** What the task asks **
Rewrite the stretch of the sugar beet ruling article from "The 9th U.S." through "also called stecklings.", swapping "seed plants" for "seedling plants".

DES MOINES, Iowa — Environmental groups failed to show that seed plants for sugar beets genetically modified to withstand the popular weed killer Roundup would cause irreparable harm, a federal appeals court said Friday in overturning an injunction that called for the destruction of the plants.
The 9th U.S. Circuit Court of Appeals in San Francisco said it disagreed with a federal district court decision last fall granting the injunction against the planting of the seed plants, also called stecklings.
"We conclude the district court abused its discretion in granting a preliminary injunction requiring destruction of the steckling plants," the court wrote. "Plaintiffs have not demonstrated that the ... plants present a possibility, much less a likelihood, of genetic contamination or other irreparable harm. The undisputed evidence indicates that the stecklings pose a negligible risk of genetic contamination, as the juvenile plants are biologically incapable of flowering or cross-pollinating before February 28, 2011, when the permits expire."
The decision was the latest in the ongoing dispute over the genetically altered sugar beets, which were developed by Monsanto.
Last summer, a federal judge in California halted the planting of the sugar beets until the U.S. Department of Agriculture completed an environmental impact study on how the beets could affect conventional crops. A month later the USDA's Animal and Plant Health Inspection Service, issued permits to four companies to plant the stecklings in select areas in Oregon and Arizona. The groups that filed the initial lawsuit challenging the sugar beets filed another suit challenging the permits, and in November a federal district court judge in California granted the temporary injunction.
The federal appeals court stayed the injunction pending appeal until Feb. 28.
The ruling had a widespread impact since nearly all the nation's sugar beets come from the genetically altered seed and produce nearly half the nation's sugar supply. Sugar beets are grown on more than 1 million acres in 10 states with Idaho, Minnesota and North Dakota being the top producers.
Earlier this month, the USDA partially deregulated the genetically modified sugar beets, saying that they could be planted under strict conditions with no risk to the environment. The USDA continues to work on completing an environmental impact statement called for in last summer's decision.
The appeals court said it concluded that the permitting by APHIS was sufficiently limited and the "risk of gene flow ... could be virtually nonexistent."
Paul Atchitoff, an attorney for Earthjustice, which represents the groups that challenged the sugar beets, said he is disappointed with the appeals court's decision but called it a temporary setback.
"The 9th circuit seemed to be saying the point at which the plaintiffs should seek an injunction is when the agency APHIS makes a decision to allow the crop to flower. APHIS has made a decision, so from my understanding the time is ripe now for the plaintiffs to seek an injunction," he said.
Telephone and e-mail messages left Friday night for USDA officials and Monsanto were not immediately returned.

** Records excerpted from a collection **
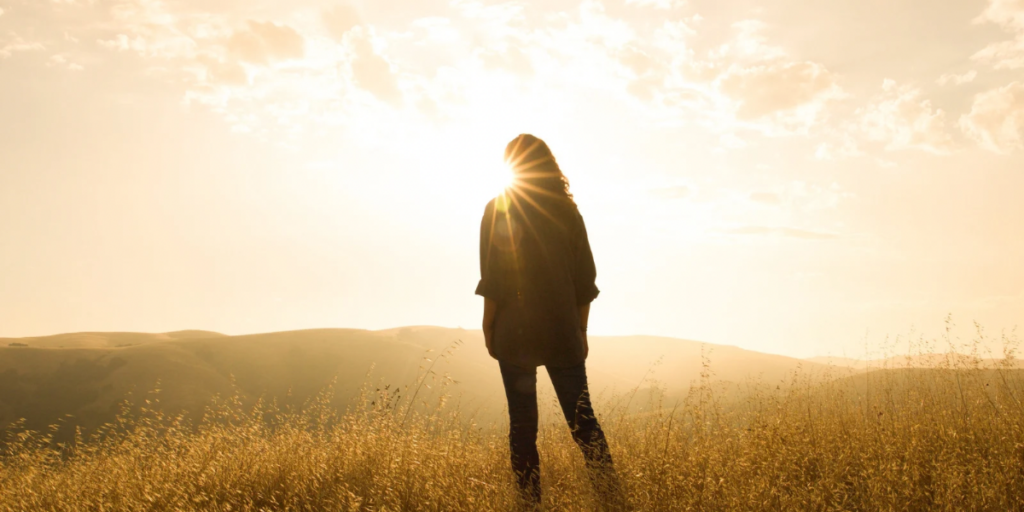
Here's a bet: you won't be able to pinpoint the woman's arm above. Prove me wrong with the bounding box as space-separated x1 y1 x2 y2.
483 297 498 359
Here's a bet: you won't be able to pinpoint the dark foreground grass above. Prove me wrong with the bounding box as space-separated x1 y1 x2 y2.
0 329 1024 511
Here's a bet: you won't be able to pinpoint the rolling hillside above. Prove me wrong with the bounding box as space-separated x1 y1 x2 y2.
0 327 826 438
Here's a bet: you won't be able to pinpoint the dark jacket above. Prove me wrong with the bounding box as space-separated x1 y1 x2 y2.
476 195 599 368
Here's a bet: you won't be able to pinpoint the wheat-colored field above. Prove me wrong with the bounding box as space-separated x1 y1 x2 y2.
0 335 1024 511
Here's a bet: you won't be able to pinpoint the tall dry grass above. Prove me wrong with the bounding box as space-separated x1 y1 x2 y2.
0 325 1024 511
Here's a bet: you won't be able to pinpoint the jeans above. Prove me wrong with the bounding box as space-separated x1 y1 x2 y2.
500 361 621 507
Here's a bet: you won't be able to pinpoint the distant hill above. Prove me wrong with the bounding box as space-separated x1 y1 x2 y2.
805 353 1024 370
0 327 827 440
0 331 224 348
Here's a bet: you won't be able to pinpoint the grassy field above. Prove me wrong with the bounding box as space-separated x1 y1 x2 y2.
0 329 1024 511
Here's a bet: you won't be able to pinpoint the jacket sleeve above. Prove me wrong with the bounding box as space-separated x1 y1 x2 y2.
572 210 601 306
476 201 501 300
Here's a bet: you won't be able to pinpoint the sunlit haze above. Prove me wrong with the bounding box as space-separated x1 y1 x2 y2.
0 0 1024 356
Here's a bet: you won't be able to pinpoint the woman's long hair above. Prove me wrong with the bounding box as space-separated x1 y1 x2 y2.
505 133 575 206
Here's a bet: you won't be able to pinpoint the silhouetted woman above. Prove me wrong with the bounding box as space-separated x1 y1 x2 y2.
476 135 620 508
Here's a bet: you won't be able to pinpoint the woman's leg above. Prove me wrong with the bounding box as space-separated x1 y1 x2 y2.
548 362 625 510
499 361 541 503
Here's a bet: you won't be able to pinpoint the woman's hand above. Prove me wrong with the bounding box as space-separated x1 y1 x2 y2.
482 298 498 359
580 303 590 359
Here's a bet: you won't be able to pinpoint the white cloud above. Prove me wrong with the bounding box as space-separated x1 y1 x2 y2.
935 70 978 85
227 19 305 65
959 82 1024 154
347 30 402 104
46 53 85 71
626 0 686 10
0 34 46 58
860 80 953 155
971 0 1024 70
719 62 841 122
321 4 362 40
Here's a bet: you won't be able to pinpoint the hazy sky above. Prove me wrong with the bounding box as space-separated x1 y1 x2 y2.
0 0 1024 356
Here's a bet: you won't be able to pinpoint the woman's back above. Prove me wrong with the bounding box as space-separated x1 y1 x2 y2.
477 149 598 367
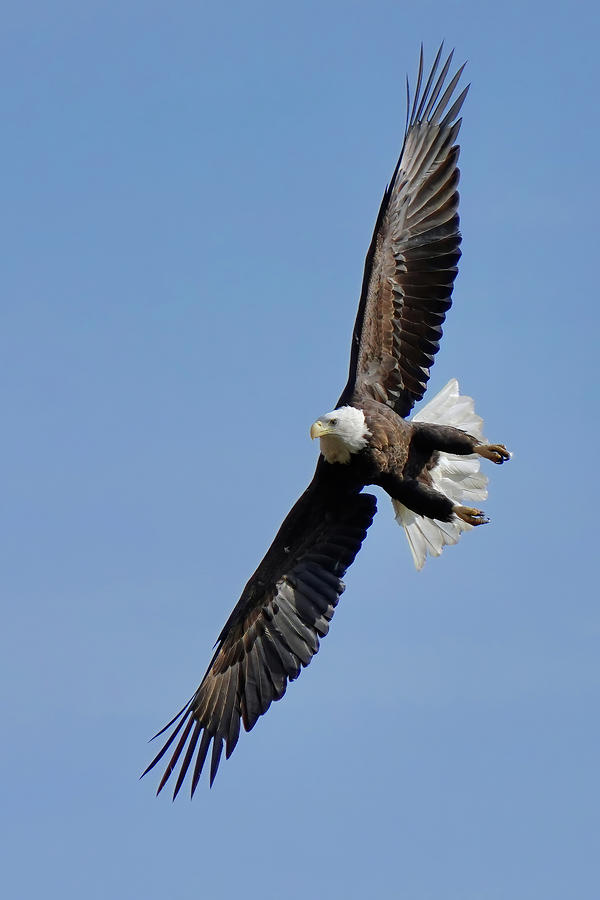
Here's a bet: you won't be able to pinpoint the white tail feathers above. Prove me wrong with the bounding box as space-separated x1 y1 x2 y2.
392 378 488 569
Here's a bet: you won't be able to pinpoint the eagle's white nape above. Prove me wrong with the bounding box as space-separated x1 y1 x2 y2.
392 378 488 569
319 406 370 464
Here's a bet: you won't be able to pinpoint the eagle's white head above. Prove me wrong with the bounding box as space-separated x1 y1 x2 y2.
310 406 371 463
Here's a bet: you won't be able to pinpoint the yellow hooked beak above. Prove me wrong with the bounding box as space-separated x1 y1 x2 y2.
310 419 331 441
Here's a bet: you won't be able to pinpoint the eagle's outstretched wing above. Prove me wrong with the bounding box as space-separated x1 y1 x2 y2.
337 47 468 416
144 482 376 798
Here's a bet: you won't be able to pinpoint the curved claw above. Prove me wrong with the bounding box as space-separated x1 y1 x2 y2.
454 506 490 525
475 444 511 466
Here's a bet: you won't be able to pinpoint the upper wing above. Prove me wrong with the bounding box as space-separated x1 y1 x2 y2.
337 47 468 416
144 467 376 798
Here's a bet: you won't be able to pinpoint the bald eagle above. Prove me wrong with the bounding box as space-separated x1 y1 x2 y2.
144 47 510 798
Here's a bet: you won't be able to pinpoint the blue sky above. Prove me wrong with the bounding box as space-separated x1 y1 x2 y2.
0 0 600 900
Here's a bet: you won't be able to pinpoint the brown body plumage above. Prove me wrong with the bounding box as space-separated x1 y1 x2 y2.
144 48 508 796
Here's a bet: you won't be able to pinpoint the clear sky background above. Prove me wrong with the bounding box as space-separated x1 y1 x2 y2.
0 0 600 900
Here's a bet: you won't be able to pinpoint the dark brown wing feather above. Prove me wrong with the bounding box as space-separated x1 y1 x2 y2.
337 47 468 416
144 478 376 798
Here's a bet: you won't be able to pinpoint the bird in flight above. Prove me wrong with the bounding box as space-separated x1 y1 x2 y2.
143 47 510 799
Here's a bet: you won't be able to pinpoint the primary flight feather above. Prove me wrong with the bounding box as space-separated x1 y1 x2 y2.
144 47 510 797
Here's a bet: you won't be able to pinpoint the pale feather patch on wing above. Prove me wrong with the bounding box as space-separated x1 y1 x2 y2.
392 378 488 569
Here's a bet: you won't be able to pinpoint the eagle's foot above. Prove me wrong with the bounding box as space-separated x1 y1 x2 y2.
453 506 490 525
475 444 510 466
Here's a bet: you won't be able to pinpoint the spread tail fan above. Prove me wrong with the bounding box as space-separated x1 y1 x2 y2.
392 378 487 569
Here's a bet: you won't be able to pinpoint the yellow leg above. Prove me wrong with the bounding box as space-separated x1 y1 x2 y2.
475 444 510 466
453 506 490 525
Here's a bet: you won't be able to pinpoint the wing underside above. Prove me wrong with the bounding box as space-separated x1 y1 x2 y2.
338 47 468 416
144 482 376 797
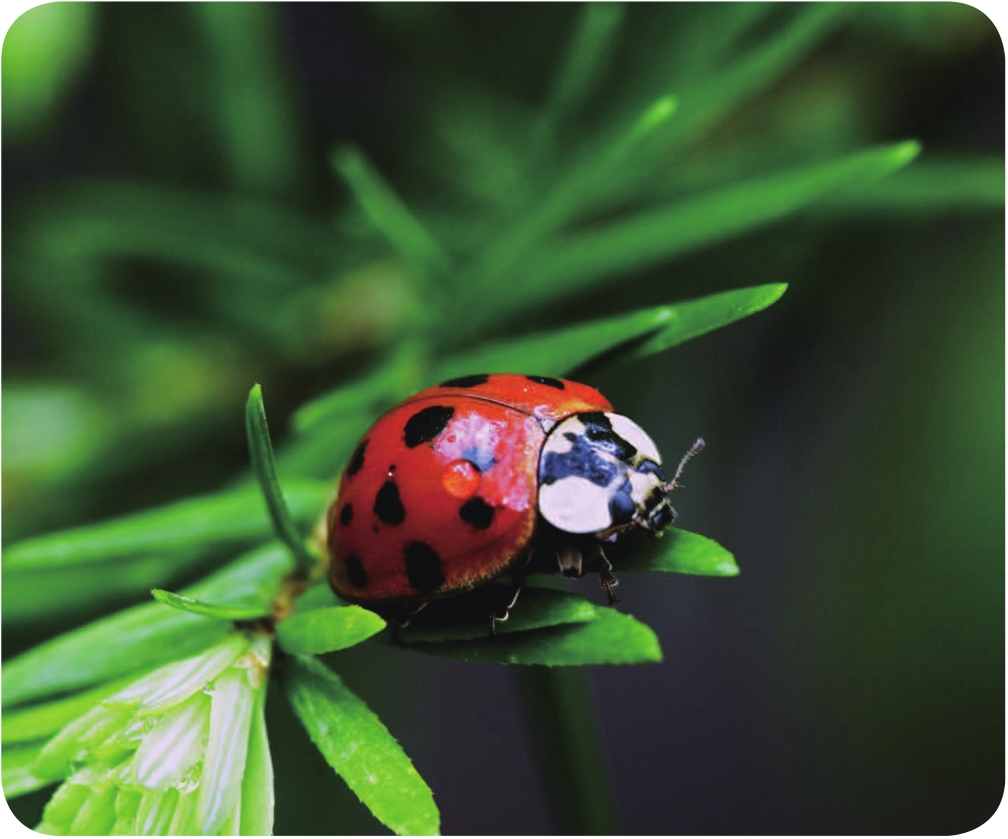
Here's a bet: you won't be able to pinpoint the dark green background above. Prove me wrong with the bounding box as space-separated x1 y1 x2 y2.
3 3 1005 834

** Task result **
The 9th U.S. Circuit Court of Appeals in San Francisco said it disagreed with a federal district court decision last fall granting the injunction against the planting of the seedling plants, also called stecklings.